begin
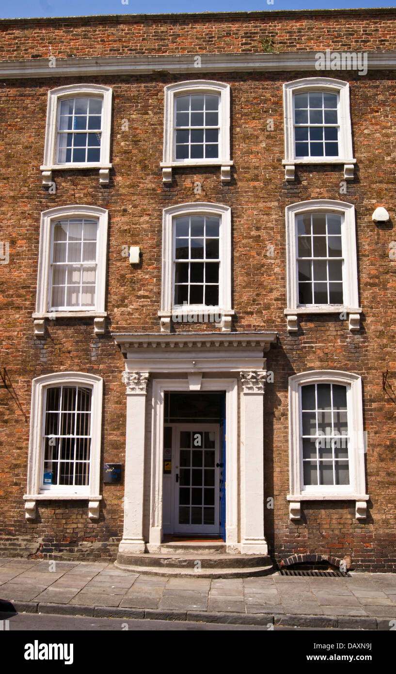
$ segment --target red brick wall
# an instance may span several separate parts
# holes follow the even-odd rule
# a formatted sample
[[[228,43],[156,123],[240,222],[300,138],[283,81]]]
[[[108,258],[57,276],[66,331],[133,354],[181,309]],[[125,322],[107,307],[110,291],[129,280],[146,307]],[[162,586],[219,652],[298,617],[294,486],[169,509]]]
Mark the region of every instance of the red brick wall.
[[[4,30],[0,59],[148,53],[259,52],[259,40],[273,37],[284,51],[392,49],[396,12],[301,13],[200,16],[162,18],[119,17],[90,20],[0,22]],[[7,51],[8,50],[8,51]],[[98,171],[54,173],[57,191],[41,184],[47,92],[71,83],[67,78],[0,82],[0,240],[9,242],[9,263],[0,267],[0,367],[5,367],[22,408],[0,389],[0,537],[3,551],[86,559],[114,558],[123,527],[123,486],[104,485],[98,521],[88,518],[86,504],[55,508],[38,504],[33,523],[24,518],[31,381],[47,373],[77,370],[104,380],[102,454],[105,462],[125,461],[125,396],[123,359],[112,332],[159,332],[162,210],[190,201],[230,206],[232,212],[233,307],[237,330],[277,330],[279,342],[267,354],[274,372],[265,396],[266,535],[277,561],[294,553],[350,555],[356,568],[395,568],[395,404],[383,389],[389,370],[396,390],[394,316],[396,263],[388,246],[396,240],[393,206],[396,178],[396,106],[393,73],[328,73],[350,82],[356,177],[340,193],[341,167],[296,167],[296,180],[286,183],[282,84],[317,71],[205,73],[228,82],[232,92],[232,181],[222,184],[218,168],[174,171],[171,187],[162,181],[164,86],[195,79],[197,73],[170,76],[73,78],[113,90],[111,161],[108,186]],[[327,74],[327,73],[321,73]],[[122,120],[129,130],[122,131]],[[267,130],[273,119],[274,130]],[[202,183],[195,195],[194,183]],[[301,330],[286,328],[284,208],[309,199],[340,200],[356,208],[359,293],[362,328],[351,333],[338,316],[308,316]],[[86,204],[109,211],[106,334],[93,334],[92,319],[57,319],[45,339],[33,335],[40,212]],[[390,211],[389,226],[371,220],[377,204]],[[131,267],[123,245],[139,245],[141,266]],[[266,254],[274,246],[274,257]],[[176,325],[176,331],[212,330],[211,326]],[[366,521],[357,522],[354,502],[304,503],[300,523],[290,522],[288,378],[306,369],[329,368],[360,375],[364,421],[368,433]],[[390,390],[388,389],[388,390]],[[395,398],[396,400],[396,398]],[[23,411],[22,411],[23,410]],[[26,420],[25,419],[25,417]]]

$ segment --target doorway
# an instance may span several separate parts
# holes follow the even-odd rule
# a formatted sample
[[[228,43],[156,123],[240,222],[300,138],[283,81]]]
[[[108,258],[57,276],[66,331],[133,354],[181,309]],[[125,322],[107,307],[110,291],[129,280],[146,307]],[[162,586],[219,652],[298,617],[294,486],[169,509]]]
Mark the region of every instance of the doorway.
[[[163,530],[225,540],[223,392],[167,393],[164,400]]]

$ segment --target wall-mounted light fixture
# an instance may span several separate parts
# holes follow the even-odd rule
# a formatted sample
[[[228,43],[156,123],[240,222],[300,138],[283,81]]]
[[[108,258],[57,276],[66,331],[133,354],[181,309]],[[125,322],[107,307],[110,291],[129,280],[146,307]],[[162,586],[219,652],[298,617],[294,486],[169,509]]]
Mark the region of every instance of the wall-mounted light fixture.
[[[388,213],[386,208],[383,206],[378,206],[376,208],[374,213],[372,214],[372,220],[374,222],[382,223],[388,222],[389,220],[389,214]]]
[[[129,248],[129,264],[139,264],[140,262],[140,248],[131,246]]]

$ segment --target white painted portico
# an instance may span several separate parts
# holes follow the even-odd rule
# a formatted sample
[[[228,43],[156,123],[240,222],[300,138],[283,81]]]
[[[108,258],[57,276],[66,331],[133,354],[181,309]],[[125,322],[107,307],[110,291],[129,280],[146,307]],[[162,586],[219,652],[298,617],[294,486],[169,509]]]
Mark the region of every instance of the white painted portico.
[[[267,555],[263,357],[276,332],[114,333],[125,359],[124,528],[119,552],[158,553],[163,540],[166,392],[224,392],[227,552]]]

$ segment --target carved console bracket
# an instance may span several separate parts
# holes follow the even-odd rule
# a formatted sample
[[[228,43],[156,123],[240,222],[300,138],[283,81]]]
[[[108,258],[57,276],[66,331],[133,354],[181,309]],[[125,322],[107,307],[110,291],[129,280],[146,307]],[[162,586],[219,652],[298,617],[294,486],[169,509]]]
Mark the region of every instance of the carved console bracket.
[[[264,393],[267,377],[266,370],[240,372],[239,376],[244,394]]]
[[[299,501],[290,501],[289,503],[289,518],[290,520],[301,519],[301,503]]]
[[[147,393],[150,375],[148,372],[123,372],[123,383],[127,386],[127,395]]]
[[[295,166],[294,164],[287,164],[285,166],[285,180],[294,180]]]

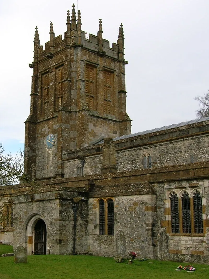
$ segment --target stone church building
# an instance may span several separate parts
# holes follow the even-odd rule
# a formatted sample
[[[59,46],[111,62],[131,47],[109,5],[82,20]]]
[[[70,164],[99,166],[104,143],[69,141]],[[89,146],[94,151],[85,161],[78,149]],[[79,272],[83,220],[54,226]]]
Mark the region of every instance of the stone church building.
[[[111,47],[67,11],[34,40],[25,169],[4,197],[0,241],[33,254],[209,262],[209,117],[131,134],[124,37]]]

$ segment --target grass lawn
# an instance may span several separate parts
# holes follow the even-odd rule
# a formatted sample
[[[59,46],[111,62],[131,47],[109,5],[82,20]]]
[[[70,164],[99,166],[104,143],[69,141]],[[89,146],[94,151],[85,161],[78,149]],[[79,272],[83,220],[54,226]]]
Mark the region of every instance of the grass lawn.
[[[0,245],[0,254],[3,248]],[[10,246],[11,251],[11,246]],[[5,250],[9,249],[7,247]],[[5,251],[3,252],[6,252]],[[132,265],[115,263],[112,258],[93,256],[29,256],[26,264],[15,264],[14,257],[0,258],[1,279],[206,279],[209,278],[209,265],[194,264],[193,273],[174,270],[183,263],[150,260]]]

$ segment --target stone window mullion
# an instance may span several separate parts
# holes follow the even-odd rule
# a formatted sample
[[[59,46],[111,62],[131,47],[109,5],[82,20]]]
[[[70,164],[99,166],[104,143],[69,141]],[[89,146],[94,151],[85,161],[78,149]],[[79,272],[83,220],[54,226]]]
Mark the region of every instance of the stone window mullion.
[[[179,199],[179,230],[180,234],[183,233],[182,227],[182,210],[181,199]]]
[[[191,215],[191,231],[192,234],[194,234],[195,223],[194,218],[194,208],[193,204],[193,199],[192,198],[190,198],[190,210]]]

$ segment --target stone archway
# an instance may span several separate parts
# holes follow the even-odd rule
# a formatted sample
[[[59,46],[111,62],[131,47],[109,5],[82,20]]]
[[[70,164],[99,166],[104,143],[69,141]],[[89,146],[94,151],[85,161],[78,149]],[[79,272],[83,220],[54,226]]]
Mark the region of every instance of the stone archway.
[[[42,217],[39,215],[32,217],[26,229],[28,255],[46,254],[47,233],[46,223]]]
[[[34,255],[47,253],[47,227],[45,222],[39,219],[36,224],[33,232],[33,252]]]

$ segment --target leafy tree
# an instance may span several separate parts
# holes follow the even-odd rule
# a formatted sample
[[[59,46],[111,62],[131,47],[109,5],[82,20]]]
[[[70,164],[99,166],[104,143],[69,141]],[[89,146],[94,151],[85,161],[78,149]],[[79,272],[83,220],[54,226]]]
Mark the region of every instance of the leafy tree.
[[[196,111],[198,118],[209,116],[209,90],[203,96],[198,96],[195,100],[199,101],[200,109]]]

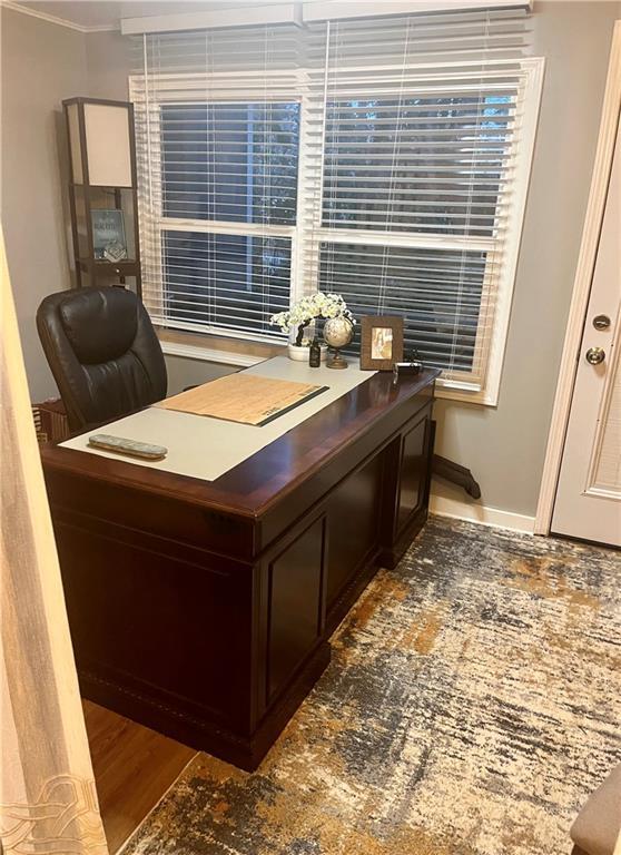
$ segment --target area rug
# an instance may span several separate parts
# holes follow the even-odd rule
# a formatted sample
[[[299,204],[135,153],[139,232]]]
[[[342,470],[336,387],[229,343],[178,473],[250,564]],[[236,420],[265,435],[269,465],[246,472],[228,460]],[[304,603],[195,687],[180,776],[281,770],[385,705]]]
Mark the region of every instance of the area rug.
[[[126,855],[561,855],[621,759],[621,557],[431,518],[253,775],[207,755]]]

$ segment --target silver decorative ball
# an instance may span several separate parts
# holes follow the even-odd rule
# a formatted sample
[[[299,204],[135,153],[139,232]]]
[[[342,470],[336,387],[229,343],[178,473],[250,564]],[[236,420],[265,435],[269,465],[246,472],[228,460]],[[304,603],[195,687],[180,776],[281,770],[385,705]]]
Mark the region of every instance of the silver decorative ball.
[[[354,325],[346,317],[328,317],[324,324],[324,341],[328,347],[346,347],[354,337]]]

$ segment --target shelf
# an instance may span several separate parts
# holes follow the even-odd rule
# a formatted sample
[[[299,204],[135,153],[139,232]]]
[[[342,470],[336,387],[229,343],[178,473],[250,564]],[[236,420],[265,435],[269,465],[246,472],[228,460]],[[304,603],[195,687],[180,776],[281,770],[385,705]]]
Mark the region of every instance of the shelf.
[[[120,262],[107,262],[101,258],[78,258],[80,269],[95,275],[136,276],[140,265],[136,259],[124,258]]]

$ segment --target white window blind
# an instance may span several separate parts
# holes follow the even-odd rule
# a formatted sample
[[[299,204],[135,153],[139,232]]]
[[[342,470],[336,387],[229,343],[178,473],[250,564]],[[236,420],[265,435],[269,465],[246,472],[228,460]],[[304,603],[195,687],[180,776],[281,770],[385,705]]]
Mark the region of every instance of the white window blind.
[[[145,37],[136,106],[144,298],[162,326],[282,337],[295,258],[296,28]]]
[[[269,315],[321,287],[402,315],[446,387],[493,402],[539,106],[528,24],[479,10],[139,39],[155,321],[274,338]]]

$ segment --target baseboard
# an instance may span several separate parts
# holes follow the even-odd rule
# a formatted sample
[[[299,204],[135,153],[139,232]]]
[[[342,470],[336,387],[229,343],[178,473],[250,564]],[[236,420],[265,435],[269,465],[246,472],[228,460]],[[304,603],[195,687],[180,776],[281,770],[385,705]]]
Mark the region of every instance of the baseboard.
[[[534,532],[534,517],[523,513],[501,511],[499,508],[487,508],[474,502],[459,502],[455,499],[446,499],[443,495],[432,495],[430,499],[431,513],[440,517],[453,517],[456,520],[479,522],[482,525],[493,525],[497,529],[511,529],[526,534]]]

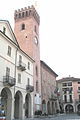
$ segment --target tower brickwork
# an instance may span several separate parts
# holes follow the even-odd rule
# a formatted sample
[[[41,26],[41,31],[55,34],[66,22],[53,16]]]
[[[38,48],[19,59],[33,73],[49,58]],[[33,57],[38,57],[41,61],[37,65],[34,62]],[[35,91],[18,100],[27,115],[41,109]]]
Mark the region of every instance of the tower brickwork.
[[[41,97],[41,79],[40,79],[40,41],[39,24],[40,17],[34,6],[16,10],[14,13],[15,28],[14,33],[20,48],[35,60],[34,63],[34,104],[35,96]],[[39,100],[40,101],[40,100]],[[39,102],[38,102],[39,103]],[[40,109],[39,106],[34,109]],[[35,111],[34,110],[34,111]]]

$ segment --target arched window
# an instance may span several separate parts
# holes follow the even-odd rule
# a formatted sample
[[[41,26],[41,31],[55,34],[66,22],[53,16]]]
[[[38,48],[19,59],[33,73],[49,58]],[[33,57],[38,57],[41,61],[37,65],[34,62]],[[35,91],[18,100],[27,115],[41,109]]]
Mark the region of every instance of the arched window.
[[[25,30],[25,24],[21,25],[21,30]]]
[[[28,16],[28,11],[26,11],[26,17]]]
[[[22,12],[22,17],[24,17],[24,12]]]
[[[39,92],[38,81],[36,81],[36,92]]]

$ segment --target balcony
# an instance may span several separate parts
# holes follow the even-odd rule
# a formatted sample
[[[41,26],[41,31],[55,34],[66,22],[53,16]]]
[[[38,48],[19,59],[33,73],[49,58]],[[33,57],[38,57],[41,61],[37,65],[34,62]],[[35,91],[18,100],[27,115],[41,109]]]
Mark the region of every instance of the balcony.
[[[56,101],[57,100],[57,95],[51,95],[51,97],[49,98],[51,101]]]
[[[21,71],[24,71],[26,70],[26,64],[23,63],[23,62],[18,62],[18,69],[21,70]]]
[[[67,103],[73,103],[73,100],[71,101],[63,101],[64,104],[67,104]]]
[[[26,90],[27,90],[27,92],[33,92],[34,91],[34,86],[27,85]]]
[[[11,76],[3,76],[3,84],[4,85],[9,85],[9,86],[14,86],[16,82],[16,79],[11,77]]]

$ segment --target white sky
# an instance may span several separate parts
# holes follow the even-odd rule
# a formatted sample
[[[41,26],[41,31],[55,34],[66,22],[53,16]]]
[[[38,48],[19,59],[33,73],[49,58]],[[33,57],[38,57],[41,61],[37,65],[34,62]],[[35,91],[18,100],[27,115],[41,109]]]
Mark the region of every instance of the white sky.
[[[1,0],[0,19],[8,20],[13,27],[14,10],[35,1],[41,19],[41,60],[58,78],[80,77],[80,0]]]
end
STATED EXERCISE | Can you output the lines from the one containing "--target grass lawn" through the one containing "Mark the region of every instance of the grass" as a Markdown table with a Row column numbering them and a Line column holding each line, skipping any blank lines?

TASK SOLUTION |
| Row | Line |
|---|---|
| 1 | $ segment --target grass lawn |
| 2 | # an instance may span several separate parts |
| 3 | # holes follow the even-odd rule |
| 4 | # a formatted sample |
| 5 | [[[59,46],[111,62],[131,47],[109,5],[82,20]]] |
| 6 | [[[70,164],[99,166],[104,143],[69,141]],[[89,146],[94,151],[85,161],[78,149]],[[79,272],[83,220],[54,226]]] |
| 7 | Mark the region of every instance of the grass lawn. |